• [What needs to be done] The records below must be repeated exactly, but without their pictures.

+--

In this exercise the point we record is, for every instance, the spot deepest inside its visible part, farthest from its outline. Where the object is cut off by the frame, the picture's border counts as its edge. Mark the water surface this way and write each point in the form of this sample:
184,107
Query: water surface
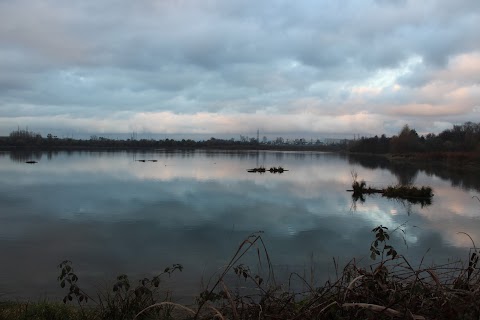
112,214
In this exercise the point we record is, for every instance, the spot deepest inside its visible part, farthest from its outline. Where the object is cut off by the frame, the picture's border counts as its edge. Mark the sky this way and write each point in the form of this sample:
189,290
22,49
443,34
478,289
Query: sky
228,68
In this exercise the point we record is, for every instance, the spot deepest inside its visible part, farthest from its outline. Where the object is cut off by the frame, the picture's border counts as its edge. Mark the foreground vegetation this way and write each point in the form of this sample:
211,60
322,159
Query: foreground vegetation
390,288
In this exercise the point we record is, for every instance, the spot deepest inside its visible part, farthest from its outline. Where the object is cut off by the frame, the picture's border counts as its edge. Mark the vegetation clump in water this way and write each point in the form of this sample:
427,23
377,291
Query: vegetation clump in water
413,194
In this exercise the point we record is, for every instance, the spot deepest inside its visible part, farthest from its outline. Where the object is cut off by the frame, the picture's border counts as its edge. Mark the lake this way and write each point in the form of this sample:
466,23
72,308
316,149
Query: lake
110,214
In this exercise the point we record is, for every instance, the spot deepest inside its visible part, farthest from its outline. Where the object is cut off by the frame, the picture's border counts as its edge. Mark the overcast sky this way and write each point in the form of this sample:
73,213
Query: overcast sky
317,67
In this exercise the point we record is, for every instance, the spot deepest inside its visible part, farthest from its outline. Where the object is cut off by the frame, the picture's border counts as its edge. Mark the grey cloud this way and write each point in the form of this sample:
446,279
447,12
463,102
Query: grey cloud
98,58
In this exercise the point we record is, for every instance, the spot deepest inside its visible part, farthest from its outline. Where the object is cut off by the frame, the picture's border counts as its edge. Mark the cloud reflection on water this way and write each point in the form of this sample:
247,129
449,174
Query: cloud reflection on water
111,214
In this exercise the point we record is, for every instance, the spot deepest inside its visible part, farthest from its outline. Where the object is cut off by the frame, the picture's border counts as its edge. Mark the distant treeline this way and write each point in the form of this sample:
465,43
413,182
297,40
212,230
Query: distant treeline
29,139
461,138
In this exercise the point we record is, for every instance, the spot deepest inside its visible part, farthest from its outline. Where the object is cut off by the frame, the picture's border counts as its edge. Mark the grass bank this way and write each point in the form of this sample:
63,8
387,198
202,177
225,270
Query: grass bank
389,288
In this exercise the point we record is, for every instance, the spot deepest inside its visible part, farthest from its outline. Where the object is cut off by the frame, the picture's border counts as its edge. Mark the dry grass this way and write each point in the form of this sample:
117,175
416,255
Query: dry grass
389,289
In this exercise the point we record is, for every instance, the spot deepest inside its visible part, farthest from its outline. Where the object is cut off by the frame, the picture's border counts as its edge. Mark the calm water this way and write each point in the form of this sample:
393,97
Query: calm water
110,214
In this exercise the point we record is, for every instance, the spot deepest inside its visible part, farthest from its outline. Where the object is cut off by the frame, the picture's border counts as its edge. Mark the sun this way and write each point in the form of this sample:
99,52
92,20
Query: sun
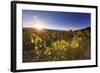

+--

• [Output of the exercise]
In this exercise the point we record is, for every instance, the spot deepest inside its visible part, farthest from its outline. Where the object is cut off by the frame, the picture's border counts as its edge. Mark the water surface this way and write each point in the form of this sample:
184,107
Query: water surface
112,214
In this exercise the point we record is, for every instance, the spot deepest inside its visible part, farthest from its outline. Where the object is cut off by the frame, the picture's border counts as its edge. Mark the sky this way and write each point in the form of this sample:
189,290
22,49
443,34
478,289
Query: sky
228,68
In this exercise the point we record is, for every instance, the spot deepest inside its visible part, farthest from its outline. Where the object is cut off by the frame, the picture's border counts as its edge. Mark the foreground vegetation this way and write each point in the form of this sample:
211,60
322,159
Query: foreground vegetation
390,288
In this exercise the point we record is, for every instance, the spot deepest inside its visible part, farthest from its outline. Where the object is cut off by the frame, the picture's border counts as its edge. Mark the vegetation clump in water this way and write each point in the form of this sample:
427,23
377,291
Query: vegetation clump in water
413,194
In this exercise the point we record is, for every instance, the spot deepest inside its visible part, farthest from its outline. Where the object is cut off by the frame, the picture's border counts as its edge. Mark the lake this way and write each point in the form of this sample:
466,23
72,308
316,149
Query: lake
110,214
In this exercise the point we record is, for every instance, the spot deepest inside its visible part, farthest from its outline. Where the object is cut off by the frame, the picture's border counts as its edge. Mark the overcast sky this way and write each point in the form of this sample:
73,213
Query: overcast sky
317,67
In this exercise the point we record is, for every instance, the spot deepest inside its visible part, farthest from its outline. Where the object is cut off by the frame, the picture's border counts as its edge. Mark the grey cloud this way and write each point in the form of this sample:
446,279
447,12
463,102
Query: grey cloud
98,58
In this exercise the point we record is, for every instance, the spot deepest inside its visible part, farthest from its outline. Where the object is cut off by the frame, the picture's border counts as its edge. Mark the cloud reflection on water this way and write each point in the form of this sample:
247,129
449,174
Query: cloud reflection on water
111,214
In this exercise the point we record is, for every instance, the spot deepest inside its visible part, farthest from its outline. Where the object is cut off by the frame, the picture's border counts as its edge. Mark the distant treeline this way and write each point in the form of this sample:
465,43
413,182
297,40
212,230
Query: distant treeline
29,139
461,138
In this exercise the point we record is, for every instance, the spot deepest inside its visible part, farthest from its outline. Where the object is cut off by the frame, the picture's border counts as its edge. Mark the grass bank this way and write each point in the form of this sample:
63,8
387,198
202,177
225,270
Query: grass bank
389,288
In this exercise the point we record is, for every instance, the spot deepest inside its visible part, farthest from its outline. Where the object is cut off by the frame, the picture's border counts as its edge. Mark the dry grass this way and write each point in the form of this sample:
117,175
416,255
Query: dry grass
389,289
In this exercise the point we record is, for every instance, the spot deepest inside its visible part, farthest from its outline. Where the object is cut off by the frame, the picture's border counts as its edge. Mark the calm water this way and write each point in the form of this sample:
393,97
Query: calm water
110,214
In this exercise the point we record is, for every instance, the spot deepest inside its visible part, farthest from its outline. Where the object is cut off by the frame, the picture's border counts as its edge. Mark the sun this way and write each point in the form of this sample:
99,52
92,20
Query: sun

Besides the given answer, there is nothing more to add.